## Kutipan Teks
________________________

Mirisnya lagi, bila buruh ketahuan perusahaan terpapar, dia akan diminta pulang untuk isolasi mandiri. Namun, buruh tidak mendapatkan fasilitas apapun dari perusahaan.
“Mereka mungkin bisa bekerja kalau cuma gejala saja belum dicek, tapi yang terpapar itu kalau ada yang tes massal disuruh pulang dan isoman. Tapi tanpa ada fasilitas di perusahaan, ini muncul problem,” ungkap Dion.
Ketua Umum Federasi Serikat Pekerja Tekstil, Sandang, dan Kulit Konfederasi Serikat Pekerja Seluruh Indonesia (FSP TSK-KSPSI), Helmy Salim, menambahkan, sudah banyak bukti dari laporan buruh di lapangan yang mengaku bila harus isolasi mandiri di rumah mereka tak mendapatkan upah.

________________________

## Informasi
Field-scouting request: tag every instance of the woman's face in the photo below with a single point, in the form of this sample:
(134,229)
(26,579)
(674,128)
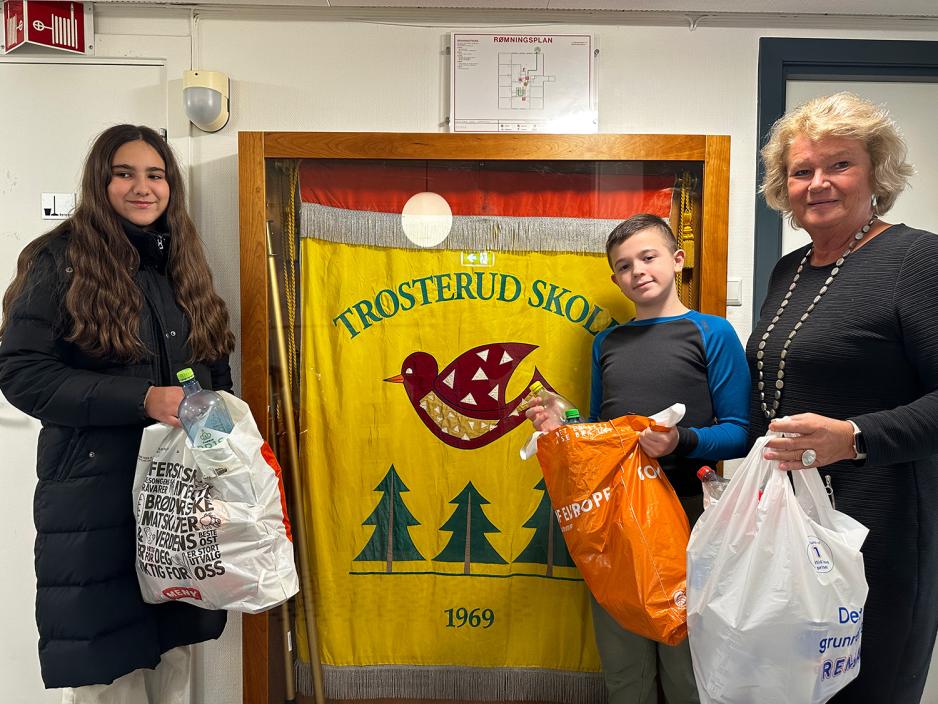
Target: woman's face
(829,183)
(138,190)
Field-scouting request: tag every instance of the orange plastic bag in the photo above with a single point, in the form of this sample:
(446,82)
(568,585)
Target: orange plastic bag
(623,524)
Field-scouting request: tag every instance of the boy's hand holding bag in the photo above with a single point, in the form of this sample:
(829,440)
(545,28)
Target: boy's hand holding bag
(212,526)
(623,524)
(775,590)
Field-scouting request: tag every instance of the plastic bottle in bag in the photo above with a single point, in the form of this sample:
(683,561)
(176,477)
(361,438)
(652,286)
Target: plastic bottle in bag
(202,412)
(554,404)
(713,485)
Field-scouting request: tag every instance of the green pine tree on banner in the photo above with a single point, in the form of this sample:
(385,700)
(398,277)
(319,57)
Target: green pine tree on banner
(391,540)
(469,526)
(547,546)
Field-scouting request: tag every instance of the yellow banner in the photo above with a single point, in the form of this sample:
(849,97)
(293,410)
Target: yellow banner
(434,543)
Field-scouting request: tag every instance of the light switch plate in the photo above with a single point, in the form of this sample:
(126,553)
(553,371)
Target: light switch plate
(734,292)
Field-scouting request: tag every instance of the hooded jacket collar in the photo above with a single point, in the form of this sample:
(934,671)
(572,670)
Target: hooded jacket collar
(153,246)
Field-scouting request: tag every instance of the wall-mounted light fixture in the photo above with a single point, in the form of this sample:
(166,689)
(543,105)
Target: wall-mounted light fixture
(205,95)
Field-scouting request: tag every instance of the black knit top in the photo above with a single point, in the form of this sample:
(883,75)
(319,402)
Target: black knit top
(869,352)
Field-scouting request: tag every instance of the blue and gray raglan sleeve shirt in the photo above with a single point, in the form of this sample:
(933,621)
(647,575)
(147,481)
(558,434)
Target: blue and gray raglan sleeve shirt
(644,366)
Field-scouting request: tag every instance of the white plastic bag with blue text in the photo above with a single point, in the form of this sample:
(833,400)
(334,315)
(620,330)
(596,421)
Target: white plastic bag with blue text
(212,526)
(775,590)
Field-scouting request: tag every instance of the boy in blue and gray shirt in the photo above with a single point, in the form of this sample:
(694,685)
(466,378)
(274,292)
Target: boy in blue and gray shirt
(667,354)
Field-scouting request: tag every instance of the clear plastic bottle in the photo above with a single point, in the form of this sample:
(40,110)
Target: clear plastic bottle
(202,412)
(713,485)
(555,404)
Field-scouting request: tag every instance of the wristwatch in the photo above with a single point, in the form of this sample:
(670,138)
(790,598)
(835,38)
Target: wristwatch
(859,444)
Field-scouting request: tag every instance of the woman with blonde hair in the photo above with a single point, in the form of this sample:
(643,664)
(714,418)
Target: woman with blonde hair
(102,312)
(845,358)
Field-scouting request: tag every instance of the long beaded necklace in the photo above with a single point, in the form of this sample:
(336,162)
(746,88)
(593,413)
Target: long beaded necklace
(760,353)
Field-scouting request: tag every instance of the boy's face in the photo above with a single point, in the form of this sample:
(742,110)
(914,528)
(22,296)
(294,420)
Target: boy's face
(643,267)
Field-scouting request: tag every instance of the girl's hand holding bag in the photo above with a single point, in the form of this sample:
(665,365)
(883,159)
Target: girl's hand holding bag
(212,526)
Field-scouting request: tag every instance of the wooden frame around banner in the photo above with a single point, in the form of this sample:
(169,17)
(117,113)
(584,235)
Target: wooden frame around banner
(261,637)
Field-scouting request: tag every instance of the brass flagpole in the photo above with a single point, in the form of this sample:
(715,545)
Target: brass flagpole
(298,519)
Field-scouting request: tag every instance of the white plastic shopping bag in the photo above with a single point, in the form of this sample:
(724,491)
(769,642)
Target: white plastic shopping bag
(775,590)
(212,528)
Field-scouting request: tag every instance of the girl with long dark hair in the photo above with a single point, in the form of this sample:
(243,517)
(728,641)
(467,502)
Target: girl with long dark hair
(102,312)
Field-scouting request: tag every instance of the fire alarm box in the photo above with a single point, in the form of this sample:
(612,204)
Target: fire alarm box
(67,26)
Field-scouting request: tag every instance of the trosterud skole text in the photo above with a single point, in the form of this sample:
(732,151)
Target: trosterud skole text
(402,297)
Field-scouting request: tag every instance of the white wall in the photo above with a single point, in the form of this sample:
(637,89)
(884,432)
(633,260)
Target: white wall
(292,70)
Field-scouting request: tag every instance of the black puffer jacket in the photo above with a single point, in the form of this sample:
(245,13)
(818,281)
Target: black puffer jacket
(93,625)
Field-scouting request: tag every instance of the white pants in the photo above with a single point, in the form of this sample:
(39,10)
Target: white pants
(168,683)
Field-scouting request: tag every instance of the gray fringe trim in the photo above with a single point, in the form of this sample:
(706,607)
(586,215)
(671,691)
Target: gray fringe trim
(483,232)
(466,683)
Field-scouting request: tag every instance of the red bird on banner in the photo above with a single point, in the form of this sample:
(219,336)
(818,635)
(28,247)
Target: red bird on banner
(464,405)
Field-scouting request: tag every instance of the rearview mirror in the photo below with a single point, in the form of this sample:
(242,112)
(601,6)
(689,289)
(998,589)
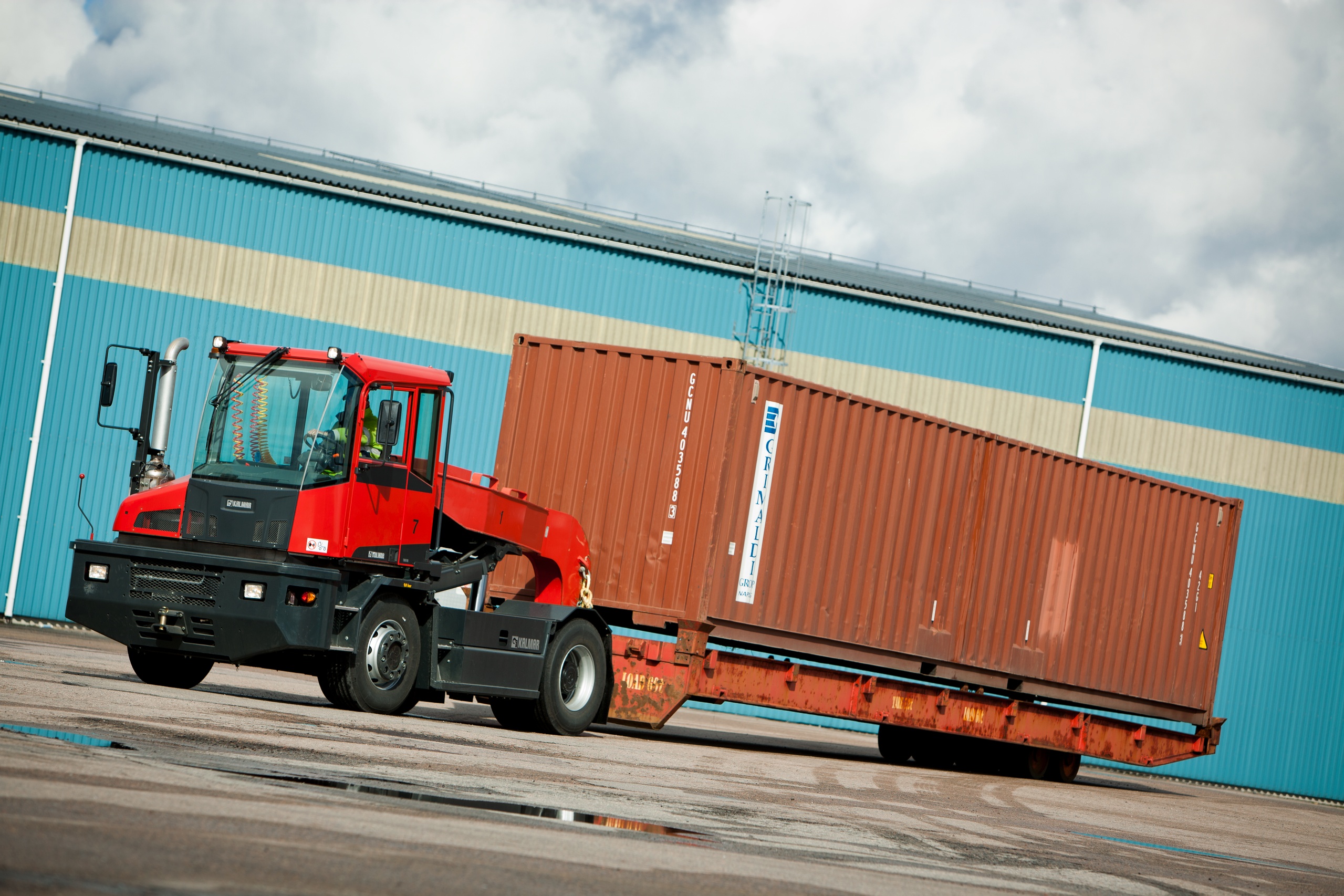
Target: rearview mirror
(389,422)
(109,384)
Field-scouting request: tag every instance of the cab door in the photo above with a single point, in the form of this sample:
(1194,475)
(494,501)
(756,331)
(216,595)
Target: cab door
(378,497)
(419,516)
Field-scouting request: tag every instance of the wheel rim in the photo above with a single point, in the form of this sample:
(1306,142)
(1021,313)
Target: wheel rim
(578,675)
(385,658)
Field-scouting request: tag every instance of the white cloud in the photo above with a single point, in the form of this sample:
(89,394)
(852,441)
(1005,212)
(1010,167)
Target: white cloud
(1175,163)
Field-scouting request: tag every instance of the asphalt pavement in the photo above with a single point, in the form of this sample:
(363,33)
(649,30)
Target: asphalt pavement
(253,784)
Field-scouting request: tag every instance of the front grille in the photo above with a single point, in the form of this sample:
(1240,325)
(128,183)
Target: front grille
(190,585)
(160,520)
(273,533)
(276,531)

________________________

## Ketentuan Latihan
a. Tentukan apakah tiap pernyataan berikut sesuai dengan kutipan teks: (i) buruh yang terpapar mendapat fasilitas dari perusahaan selama isolasi mandiri; (ii) Helmy Salim adalah Ketua Umum FSP TSK-KSPSI; (iii) menurut laporan buruh, mereka tetap menerima upah selama isolasi mandiri di rumah. Jawab ya atau tidak untuk masing-masing, disertai kutipan persis dari kata-kata yang menentukan.
b. Kembalikan tanpa perubahan bagian kutipan teks mulai dari "Ketua Umum Federasi" sampai dengan "tak mendapatkan upah.".
Data ini tidak berkaitan dengan kutipan teks.

## Hasil Per Tugas
a.
(i) Tidak: "buruh tidak mendapatkan fasilitas apapun dari perusahaan"
(ii) Ya: "Ketua Umum Federasi Serikat Pekerja Tekstil, Sandang, dan Kulit Konfederasi Serikat Pekerja Seluruh Indonesia (FSP TSK-KSPSI), Helmy Salim"
(iii) Tidak: "bila harus isolasi mandiri di rumah mereka tak mendapatkan upah"

b.
Ketua Umum Federasi Serikat Pekerja Tekstil, Sandang, dan Kulit Konfederasi Serikat Pekerja Seluruh Indonesia (FSP TSK-KSPSI), Helmy Salim, menambahkan, sudah banyak bukti dari laporan buruh di lapangan yang mengaku bila harus isolasi mandiri di rumah mereka tak mendapatkan upah.